TASK REQUIREMENTS:
Write out exactly the lines running from the line that includes "the motorcycle rear" to the end of the data, both ends included, and nothing besides.

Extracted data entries

──────────────────────────────

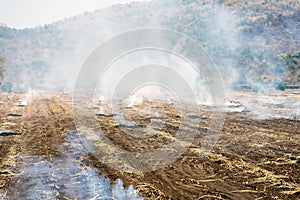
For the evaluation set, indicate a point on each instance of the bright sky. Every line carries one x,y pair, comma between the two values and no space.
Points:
31,13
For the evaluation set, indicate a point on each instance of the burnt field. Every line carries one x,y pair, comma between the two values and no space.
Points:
254,158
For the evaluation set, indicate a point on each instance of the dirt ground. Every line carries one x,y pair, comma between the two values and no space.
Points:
253,158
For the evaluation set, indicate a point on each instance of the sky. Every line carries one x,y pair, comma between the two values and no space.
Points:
32,13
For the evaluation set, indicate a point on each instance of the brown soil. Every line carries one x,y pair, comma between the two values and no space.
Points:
253,159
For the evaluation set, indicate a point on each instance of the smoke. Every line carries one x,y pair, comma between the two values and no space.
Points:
65,176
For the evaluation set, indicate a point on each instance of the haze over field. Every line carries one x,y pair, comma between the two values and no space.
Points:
32,13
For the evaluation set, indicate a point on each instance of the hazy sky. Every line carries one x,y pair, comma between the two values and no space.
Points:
31,13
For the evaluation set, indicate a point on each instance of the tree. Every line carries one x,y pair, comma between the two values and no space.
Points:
2,69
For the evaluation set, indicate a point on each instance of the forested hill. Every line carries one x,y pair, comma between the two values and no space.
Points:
258,40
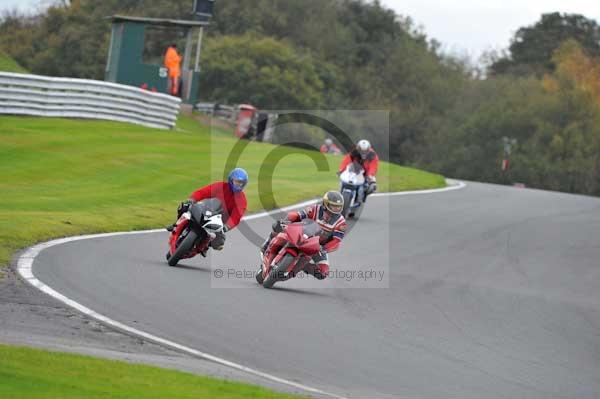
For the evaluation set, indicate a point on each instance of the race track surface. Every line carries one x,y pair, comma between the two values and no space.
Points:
487,292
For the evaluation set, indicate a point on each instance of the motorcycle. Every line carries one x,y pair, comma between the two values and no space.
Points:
288,252
194,230
352,181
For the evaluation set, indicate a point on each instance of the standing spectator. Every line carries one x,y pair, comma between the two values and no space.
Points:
173,65
329,147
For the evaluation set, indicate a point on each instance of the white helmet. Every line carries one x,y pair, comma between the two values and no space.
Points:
363,146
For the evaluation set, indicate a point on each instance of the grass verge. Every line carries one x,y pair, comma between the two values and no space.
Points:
65,177
7,64
35,374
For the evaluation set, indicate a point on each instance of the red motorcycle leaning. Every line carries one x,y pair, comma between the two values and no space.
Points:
288,252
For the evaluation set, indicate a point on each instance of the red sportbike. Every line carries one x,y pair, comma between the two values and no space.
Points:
288,252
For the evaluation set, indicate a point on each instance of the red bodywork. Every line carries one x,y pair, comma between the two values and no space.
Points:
176,233
293,241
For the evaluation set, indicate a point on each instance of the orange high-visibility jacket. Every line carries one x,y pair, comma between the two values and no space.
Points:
173,62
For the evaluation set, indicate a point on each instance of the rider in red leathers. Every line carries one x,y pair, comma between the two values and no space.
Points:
232,197
366,157
333,225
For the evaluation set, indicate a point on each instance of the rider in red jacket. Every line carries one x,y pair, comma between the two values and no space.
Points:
333,228
232,197
366,157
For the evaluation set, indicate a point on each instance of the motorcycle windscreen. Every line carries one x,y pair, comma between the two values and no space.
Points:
199,209
310,246
294,232
311,228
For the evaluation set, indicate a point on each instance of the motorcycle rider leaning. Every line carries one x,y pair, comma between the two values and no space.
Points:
367,158
230,193
328,214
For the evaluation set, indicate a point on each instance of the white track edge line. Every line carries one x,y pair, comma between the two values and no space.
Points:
25,265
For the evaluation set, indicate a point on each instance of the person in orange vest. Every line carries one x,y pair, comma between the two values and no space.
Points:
173,65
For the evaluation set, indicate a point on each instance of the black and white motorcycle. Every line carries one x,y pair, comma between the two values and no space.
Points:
353,186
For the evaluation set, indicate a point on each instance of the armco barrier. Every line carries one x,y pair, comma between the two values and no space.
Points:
22,94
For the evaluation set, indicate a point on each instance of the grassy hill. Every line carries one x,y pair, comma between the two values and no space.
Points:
64,177
7,64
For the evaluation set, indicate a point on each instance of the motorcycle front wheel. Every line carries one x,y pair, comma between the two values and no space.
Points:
347,200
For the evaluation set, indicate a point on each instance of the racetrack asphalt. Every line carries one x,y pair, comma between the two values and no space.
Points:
486,292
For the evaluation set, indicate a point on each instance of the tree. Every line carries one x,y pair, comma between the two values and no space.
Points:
263,71
532,47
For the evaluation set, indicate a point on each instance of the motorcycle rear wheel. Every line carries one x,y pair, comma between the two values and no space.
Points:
347,199
278,270
184,247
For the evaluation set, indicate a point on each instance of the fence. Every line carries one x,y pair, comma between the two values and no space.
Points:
22,94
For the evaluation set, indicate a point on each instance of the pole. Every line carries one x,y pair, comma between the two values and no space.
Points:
198,49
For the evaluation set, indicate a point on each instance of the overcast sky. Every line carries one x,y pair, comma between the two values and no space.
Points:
462,26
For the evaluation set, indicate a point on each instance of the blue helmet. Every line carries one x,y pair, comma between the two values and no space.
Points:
237,179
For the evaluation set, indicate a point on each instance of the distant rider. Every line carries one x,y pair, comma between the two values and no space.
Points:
230,193
365,156
328,214
329,147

──────────────────────────────

RESPONSE TO THE EXERCISE:
For the evaluation set, indicate a point on each instance of the motorcycle rear wheel. Every line carries one x,y pair, comma between the two values and no space.
Points:
347,199
278,270
184,247
For the evaluation set, indicate a point on each instance of the fence. Every line carries one x,y pair, comma between the two values and no space.
Points:
22,94
For the evaluation set, indicate a point on each instance of the pole. Every line carries one x,y pair, comma between the two values and no space.
Points:
198,49
For the evaluation set, indicate a point on each instance of the overcast sky. Every line carries one x,y pair, comma between the two values and no space.
Points:
462,26
For the evaluation set, indicate a point on each instance of the blue helmet. Every line carries one x,y pair, comma between the two values and no space.
Points:
237,179
For the evaluation set, indicate a point on each instance of the distant rider. Every line carries one x,y pair, comma between the two values and no space.
Points:
230,193
365,156
328,214
329,147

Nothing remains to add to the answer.